* Exercise description *
Copy every line of the material from the line containing "Target: gold cross" through the end of the material, reducing each coordinate value in the answers by 115.

Dataset rows on where objects appear
#####

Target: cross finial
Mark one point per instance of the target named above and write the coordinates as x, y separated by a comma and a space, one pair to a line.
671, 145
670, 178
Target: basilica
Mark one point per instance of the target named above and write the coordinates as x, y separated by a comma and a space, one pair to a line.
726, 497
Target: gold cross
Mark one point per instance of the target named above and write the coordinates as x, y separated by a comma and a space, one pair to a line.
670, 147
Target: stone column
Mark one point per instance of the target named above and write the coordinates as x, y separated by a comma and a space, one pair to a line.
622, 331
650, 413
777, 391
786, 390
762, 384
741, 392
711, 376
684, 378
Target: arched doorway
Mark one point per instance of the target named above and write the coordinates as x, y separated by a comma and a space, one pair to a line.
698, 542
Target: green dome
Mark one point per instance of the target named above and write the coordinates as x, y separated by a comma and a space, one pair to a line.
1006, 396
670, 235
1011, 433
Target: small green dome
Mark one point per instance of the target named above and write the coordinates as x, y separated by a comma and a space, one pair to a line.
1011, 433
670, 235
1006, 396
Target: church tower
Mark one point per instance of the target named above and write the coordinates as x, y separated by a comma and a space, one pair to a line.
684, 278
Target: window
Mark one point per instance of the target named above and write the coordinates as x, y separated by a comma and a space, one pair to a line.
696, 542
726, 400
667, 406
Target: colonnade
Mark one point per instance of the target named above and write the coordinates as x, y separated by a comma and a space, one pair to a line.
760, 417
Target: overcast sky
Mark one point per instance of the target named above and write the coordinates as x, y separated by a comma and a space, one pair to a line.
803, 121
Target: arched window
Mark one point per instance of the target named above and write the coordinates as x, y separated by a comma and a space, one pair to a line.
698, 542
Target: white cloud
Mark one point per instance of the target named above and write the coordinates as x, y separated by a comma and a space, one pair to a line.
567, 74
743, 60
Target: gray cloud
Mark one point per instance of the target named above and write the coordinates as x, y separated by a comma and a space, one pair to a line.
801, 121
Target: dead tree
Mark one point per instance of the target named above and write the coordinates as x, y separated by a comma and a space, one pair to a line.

#####

* Response to this exercise *
Target: gold cross
Mark one point per instance of the target named above and write the coordinates as x, y separated by a comma and a space, one pair to a line.
555, 32
Target: stone column
Mark one point per instance of the target named above and write the coordinates as x, y separated by a comma and a space, one pair to a line.
507, 216
535, 298
662, 276
671, 275
647, 269
626, 277
596, 261
569, 263
Target: arched doorway
Mark one point per instance of the target named above and write the coordinates as x, y separated by a comma and a space, one pair to a line.
583, 427
Target: green dome
Mark one point per instance of the target named above and write the coordinates as x, y separated by a comma and a space, one pair to a line.
891, 281
555, 120
896, 318
Target: small green dome
Mark one point per instance of the target named above and write the coordinates as x, y separated by a comma and a space, one pair to a line.
896, 318
555, 120
891, 281
Target: church tower
Mark one point per instance of the target named above and write the coordinates as x, y separated by a comma and a space, one pair to a line.
569, 163
Target: window
Mark one point per instance of the target named above and write the coordinates as x, y separated by a comma and a space, one pair to a line.
581, 427
611, 285
552, 291
Target: colonnade
Mark one point per instance of the target named above and write the coordinates as x, y separated by a comma and a space, one pair to a line.
645, 302
Target: overcast sky
Mark one point per instance of the target named above and write the coordinates as x, y separated by a comma and a space, one pair to a line.
688, 6
Target: arched window
Mark one point per instance of the target named above and write the coordinates as x, y separated by a comma and a space, one pair to a line.
583, 427
Target: white cloud
Mark one point per instance of the target named above and write the coordinates as x, y separated by a comma and a space, one pair to a line.
452, -41
628, -55
Target: gray cloud
Mark one point per instance of the target named above and write the coordinates as x, y separated by a comma and a space, one pair to a line.
686, 6
Target: dead tree
Mark one point per instance of the target named above and write the coordinates as x, y separated by a comma and a space, one pair to a line.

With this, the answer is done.